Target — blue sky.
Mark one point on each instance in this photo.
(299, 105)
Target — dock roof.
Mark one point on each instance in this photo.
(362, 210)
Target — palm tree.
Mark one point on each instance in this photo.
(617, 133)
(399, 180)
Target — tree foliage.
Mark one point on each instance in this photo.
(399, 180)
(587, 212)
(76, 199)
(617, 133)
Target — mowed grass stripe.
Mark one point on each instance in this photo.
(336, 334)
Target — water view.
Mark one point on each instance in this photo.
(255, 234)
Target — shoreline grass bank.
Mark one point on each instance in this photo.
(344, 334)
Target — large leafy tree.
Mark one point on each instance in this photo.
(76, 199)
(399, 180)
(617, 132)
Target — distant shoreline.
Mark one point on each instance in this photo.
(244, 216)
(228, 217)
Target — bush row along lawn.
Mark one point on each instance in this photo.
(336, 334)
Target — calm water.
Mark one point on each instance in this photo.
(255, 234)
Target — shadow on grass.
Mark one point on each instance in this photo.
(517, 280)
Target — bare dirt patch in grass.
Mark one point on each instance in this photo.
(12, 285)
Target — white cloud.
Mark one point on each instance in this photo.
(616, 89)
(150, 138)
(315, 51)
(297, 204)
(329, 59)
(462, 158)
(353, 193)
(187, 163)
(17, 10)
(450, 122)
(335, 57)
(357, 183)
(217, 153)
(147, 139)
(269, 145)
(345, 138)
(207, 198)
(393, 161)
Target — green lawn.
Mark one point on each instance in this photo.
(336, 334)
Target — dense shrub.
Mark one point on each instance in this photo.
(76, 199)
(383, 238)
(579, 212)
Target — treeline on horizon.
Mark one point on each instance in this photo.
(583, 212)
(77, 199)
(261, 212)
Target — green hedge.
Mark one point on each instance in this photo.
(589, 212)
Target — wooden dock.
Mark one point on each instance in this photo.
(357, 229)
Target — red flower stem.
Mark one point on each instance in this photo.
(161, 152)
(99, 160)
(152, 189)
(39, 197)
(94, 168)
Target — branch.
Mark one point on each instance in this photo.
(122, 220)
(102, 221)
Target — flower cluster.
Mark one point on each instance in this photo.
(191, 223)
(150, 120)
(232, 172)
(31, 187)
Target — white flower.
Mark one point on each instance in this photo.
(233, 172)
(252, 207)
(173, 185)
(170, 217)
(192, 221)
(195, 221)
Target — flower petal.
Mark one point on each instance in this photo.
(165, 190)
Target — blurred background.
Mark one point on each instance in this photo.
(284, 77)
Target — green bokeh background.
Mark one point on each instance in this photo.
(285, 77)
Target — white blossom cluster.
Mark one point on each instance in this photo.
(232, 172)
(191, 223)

**Exercise prompt:** Among the lines of the material above, find those with the word "shoreline". Copy each one.

**Task solution:**
Target — shoreline grass bank.
Target — distant shoreline.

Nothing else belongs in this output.